REQUEST:
Find every line in the rows below that contains the string "instance" and copy each one out in full.

EXERCISE MATERIALS:
◆ ◆ ◆ ◆ ◆ ◆ ◆

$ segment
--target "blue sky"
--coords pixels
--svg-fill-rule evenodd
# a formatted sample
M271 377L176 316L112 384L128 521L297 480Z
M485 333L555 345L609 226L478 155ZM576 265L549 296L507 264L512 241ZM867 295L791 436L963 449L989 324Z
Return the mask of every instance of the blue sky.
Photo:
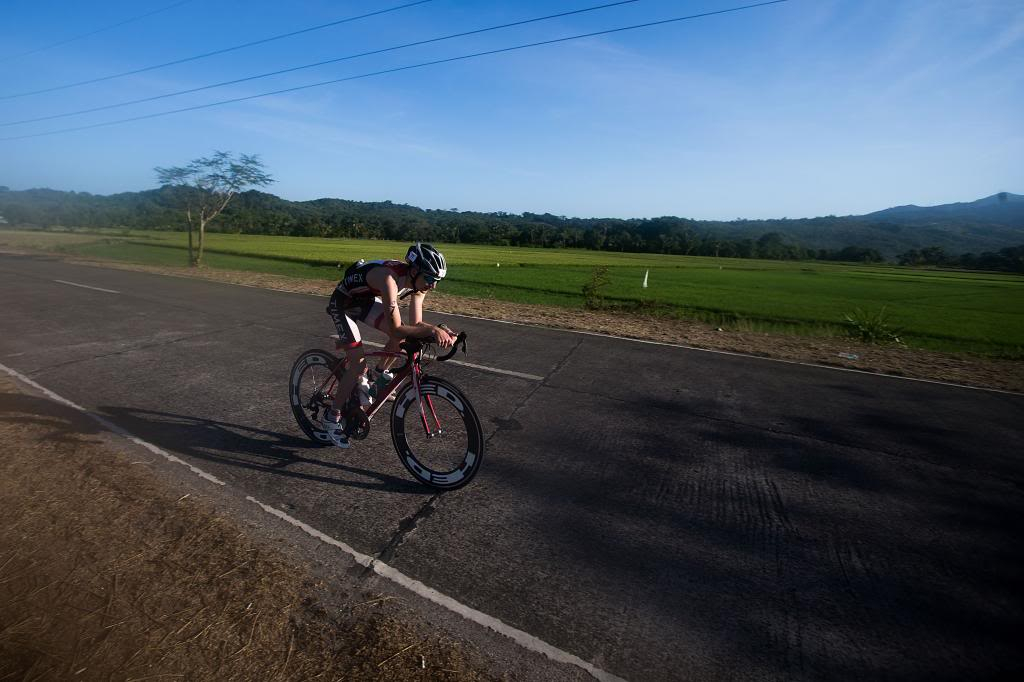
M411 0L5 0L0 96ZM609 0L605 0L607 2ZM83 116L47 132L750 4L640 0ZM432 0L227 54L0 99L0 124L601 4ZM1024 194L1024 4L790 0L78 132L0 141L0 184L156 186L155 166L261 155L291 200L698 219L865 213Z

◆ ◆ ◆ ◆ ◆ ◆ ◆

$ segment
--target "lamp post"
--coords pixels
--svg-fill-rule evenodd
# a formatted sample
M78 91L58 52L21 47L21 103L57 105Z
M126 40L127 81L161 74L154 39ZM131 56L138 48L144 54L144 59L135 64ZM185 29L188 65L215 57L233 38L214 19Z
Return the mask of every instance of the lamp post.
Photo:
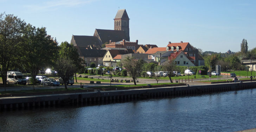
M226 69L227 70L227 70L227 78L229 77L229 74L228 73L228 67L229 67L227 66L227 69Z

◆ ◆ ◆ ◆ ◆ ◆ ◆

FINISHED TASK:
Return the mask of every instance of the blue sky.
Return the mask of every instance of the lamp post.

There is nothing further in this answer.